*** Opening of Selected extract ***

(British, b. 1969)
The ancient relationship between man, horse and the elements. This is the recurring theme throughout the work of Jo Taylor. Her work echoes the classical and renaissance masters as she celebrates the beauty of the beast whilst exploring how our world has evolved through theirs. Taylor says, "Animals, the simplest things. They are not affected by spiritual and intellectual torments from which men suffer. Animals and their elements exist in that state of perfect innocence which reigned before original sin, guided by that mixture of freedom and necessity in which pure instinct is composed".
Rigorous life drawing and patient observation are the starting points for these visually arresting works. It is through watching, drawing and riding horses that Jo Taylor captures a sense of their power and presence. Like her influences Leonardo and Gericault, Jo is attracted to the expressive body of animals.
Jo works in a variety of media on a large unrestrictive scale and her style is deliberately abstract with a bold use of colour. Her organic palette is scoured from the immediate landscape and the elements, reminiscent of the work of Prunella Clough and Graham Sutherland. Through her materials she describes muscle tensions and structures, which she was able to study during her residency at the Department of Veterinary Science at Liverpool University. This left Jo with an exceptional knowledge and understanding of animal physiology, leading The Times Art Critic Rachel Campbell Johnson to liken her use of anatomy to Stubbs.

*** Close of Selected extract ***

Work order 1: Using the artist profile, explain in one to three sentences how Jo Taylor came to have an exceptional understanding of animal physiology.
Work order 2: Quote the artist profile word for word, beginning at the words "Rigorous life drawing" and stopping after the words "body of animals.".
The entries are separate material, unrelated to the artist profile.

*** Opening of Material supplied ***

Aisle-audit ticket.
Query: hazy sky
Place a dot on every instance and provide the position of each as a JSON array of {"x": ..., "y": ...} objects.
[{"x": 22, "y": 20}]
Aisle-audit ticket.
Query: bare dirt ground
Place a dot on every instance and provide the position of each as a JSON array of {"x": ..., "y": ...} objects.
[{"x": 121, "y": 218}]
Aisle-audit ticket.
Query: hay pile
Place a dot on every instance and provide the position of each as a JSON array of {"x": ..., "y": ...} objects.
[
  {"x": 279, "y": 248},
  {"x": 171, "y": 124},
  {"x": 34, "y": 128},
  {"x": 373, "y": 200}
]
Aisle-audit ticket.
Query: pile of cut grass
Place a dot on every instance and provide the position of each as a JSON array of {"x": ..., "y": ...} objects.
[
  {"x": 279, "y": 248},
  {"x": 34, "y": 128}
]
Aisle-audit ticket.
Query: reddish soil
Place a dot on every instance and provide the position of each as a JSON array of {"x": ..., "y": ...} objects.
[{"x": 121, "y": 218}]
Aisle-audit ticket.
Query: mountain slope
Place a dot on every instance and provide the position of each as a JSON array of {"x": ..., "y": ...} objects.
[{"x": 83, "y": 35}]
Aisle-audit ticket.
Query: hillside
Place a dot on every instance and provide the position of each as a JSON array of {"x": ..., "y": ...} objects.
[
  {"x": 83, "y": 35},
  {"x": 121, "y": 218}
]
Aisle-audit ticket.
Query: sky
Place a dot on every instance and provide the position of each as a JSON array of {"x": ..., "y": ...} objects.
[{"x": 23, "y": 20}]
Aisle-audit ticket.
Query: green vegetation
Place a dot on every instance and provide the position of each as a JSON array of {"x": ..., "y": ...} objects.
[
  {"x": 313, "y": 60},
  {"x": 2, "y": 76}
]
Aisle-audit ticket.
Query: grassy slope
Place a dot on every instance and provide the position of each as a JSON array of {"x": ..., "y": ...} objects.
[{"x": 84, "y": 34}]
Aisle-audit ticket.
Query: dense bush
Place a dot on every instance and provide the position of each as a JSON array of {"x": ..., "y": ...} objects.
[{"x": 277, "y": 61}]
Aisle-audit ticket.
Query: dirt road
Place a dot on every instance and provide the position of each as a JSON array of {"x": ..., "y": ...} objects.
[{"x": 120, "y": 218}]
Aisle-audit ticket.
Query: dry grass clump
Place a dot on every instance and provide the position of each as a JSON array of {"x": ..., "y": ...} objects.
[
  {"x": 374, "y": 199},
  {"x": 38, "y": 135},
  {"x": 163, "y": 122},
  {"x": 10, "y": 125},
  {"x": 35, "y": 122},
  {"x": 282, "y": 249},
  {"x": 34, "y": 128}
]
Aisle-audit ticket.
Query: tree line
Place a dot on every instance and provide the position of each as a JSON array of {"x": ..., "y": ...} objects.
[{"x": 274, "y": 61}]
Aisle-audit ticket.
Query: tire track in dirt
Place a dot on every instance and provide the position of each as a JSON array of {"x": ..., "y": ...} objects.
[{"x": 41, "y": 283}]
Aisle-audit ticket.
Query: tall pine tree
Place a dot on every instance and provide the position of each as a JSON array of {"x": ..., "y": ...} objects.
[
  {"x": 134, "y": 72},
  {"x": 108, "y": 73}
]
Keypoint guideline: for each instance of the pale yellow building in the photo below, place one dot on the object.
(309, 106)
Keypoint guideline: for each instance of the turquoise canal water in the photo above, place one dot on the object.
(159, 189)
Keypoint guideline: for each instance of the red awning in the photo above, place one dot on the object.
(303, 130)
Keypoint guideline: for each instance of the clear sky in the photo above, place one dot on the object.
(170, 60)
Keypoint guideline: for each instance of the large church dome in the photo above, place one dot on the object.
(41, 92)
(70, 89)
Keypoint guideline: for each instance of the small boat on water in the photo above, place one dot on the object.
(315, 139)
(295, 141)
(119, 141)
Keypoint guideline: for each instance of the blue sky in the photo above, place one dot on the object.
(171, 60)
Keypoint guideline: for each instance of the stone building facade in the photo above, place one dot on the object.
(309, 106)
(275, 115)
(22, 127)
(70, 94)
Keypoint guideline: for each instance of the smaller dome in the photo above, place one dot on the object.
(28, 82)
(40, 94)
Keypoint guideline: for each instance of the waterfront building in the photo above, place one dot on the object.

*** Close of Material supplied ***

Answer space 1: During her residency at the Department of Veterinary Science at Liverpool University, Jo Taylor was able to study muscle tensions and structures. That residency left her with an exceptional knowledge and understanding of animal physiology.

Answer space 2:
Rigorous life drawing and patient observation are the starting points for these visually arresting works. It is through watching, drawing and riding horses that Jo Taylor captures a sense of their power and presence. Like her influences Leonardo and Gericault, Jo is attracted to the expressive body of animals.